Crisis averted - for now: AI-generated music has, once again, been deemed public domain and impossible to copyright
The ruling backs up a decision from earlier this year, and adearance to the U.S. Copyright Act of 1976. But AI platforms won’t be happy…

It’s official. Work (be it art or music or any kind of content, it seems) produced 100% by AI cannot be copyrighted. That is, if a machine made it, then no human can claim ownership and profit from it.
That’s the new ruling of the U.S. Federal Appeals Court on 18 March 2025, upholding a regulation imposed previously based on the Copyright Act of 1976, which established the rules on human authorship and such long-standing tenants in law as copyright lasting for 70 years beyond an author’s demise.
That ruling early this year was designed to update that law to cope with the upcoming influx of AI-generated content, and decided that: “Based on the fundamental principles of copyright, the current state of fast-evolving technology, and the information received… the Copyright Office concludes that existing legal doctrines are adequate and appropriate to resolve questions of copyrightability.

• ENTRIES:
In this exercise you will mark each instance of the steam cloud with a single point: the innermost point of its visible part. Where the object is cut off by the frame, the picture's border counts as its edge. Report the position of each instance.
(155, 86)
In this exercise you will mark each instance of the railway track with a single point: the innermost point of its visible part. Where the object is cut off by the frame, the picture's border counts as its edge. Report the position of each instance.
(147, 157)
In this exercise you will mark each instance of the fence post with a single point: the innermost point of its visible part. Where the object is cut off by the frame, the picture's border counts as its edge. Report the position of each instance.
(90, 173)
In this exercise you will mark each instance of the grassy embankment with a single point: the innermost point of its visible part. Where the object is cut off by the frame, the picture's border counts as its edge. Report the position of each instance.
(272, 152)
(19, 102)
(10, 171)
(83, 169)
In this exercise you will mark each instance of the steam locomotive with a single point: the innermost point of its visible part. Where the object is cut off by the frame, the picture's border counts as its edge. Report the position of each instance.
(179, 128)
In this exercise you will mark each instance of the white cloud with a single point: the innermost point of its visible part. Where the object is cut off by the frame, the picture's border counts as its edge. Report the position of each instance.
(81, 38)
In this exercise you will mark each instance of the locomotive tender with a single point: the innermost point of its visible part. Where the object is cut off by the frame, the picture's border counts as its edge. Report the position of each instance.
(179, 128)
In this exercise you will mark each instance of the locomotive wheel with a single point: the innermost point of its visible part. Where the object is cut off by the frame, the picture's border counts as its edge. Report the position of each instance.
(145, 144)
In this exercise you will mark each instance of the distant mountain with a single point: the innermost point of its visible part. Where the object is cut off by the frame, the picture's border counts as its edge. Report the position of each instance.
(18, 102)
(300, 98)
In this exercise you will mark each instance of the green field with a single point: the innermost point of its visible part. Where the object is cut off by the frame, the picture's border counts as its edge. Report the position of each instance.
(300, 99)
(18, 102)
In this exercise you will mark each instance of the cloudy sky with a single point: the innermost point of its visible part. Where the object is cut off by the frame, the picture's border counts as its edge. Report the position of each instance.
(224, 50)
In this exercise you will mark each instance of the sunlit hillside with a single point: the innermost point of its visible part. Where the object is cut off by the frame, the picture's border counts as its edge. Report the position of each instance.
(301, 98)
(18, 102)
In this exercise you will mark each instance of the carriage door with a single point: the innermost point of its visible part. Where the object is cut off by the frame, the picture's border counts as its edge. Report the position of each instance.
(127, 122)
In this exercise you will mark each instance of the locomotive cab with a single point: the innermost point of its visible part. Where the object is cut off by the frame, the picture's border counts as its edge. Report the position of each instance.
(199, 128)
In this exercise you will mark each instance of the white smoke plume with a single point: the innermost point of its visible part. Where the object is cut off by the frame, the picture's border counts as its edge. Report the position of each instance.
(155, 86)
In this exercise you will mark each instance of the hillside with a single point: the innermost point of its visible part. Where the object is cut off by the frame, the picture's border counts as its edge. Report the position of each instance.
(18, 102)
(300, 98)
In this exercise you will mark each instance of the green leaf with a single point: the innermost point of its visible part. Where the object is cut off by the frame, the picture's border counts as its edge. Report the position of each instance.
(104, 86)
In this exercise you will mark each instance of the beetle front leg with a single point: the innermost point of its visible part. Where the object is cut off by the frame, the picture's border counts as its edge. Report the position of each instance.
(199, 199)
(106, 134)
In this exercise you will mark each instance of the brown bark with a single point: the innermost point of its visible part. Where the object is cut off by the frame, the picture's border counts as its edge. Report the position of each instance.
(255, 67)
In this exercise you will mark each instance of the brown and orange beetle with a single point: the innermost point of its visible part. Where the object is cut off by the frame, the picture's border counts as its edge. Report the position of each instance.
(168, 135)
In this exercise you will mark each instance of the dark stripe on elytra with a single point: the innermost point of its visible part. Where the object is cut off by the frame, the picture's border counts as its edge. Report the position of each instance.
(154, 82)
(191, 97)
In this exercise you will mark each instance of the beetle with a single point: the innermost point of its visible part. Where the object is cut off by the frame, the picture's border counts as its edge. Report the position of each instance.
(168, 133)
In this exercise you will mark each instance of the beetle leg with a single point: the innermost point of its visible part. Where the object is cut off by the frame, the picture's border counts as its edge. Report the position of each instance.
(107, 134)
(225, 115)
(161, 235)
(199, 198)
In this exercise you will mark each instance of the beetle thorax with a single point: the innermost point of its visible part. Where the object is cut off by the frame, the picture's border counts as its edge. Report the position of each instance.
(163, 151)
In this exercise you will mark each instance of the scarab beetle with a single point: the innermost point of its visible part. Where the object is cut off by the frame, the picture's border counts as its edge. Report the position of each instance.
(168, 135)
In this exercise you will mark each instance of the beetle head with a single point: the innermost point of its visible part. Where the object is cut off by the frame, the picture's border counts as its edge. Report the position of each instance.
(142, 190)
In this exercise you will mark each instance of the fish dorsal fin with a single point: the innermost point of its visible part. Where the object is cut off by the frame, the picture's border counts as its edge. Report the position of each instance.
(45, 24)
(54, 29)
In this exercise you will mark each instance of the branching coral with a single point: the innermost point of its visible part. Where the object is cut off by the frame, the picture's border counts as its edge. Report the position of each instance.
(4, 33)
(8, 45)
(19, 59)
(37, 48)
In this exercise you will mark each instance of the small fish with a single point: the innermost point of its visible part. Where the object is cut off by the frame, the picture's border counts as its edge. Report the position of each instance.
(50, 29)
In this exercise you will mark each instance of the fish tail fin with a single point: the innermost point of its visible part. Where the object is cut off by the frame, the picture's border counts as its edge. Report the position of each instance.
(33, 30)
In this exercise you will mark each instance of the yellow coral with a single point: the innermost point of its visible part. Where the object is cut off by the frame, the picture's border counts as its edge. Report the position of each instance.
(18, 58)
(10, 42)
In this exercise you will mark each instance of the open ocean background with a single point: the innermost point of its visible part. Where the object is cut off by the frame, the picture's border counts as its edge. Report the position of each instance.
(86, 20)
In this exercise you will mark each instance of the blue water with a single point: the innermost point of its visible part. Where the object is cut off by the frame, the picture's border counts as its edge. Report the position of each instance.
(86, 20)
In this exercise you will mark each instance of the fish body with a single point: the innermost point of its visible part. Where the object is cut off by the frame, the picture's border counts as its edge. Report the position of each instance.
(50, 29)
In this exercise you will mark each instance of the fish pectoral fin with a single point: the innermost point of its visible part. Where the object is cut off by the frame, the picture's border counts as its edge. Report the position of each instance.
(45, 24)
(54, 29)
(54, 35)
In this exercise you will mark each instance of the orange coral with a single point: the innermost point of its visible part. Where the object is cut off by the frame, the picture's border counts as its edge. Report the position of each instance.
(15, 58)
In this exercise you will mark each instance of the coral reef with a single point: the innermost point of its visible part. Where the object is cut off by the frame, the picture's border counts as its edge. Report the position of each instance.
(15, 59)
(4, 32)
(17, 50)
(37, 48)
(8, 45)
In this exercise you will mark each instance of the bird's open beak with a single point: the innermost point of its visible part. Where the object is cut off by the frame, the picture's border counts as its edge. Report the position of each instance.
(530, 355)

* * *

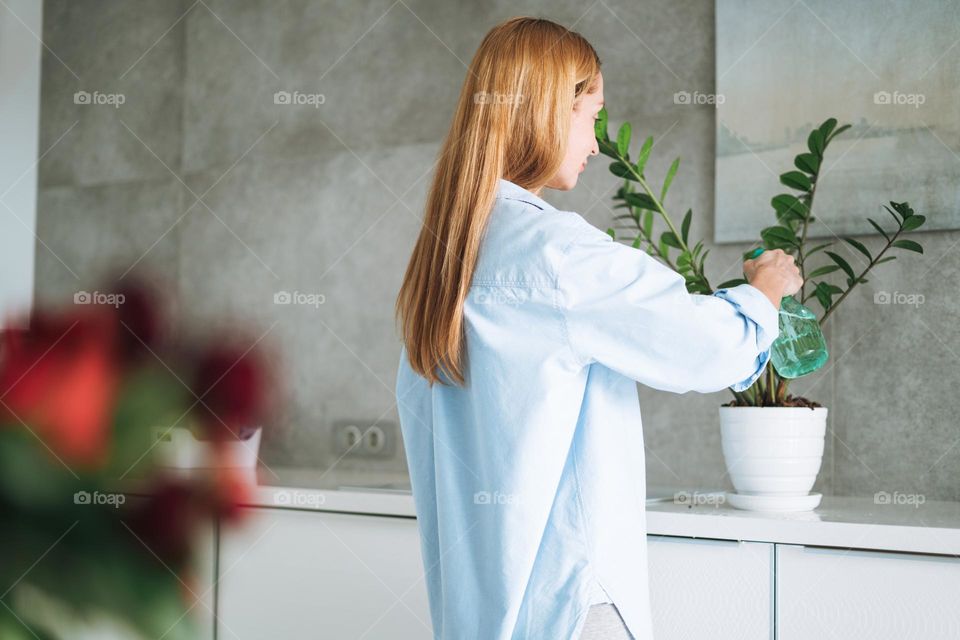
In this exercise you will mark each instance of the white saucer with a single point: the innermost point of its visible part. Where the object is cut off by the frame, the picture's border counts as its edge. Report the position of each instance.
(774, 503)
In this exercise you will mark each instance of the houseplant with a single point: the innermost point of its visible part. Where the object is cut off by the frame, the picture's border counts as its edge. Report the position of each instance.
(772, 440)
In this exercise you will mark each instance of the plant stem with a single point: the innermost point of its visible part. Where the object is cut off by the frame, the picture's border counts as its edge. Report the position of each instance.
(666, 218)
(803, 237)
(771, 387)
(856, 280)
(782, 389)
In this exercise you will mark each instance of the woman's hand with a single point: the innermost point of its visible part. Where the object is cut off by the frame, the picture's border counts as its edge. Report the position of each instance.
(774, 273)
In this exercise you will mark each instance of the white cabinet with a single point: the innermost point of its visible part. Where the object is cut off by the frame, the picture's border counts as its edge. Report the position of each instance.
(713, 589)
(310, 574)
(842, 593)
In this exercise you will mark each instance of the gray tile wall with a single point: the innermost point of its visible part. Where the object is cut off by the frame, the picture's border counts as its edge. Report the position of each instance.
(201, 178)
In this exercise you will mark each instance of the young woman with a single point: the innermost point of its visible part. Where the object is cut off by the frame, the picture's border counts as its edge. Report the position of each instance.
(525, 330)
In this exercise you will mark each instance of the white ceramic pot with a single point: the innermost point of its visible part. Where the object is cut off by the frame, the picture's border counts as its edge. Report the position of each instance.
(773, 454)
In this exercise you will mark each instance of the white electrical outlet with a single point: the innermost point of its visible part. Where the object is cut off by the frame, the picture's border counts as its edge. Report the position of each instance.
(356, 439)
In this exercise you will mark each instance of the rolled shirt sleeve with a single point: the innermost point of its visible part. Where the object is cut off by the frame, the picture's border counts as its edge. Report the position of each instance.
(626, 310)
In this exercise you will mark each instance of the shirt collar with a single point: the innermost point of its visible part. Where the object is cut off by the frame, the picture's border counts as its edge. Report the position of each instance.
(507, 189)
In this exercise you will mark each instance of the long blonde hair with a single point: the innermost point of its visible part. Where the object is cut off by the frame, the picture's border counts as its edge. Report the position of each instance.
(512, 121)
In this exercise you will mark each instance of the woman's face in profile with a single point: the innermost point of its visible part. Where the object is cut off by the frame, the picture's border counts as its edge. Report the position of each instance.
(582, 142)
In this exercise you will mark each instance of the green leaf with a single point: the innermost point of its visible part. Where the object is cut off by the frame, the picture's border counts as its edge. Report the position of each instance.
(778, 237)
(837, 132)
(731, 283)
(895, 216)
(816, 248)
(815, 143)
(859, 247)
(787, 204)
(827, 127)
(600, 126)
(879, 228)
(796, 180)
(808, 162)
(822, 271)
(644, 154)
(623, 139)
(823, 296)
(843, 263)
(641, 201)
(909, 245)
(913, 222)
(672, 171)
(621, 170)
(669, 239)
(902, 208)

• PROBLEM TO SOLVE:
According to the article on AI-generated music and copyright, on what date did the U.S. Federal Appeals Court issue its ruling?

• THE ANSWER:
18 March 2025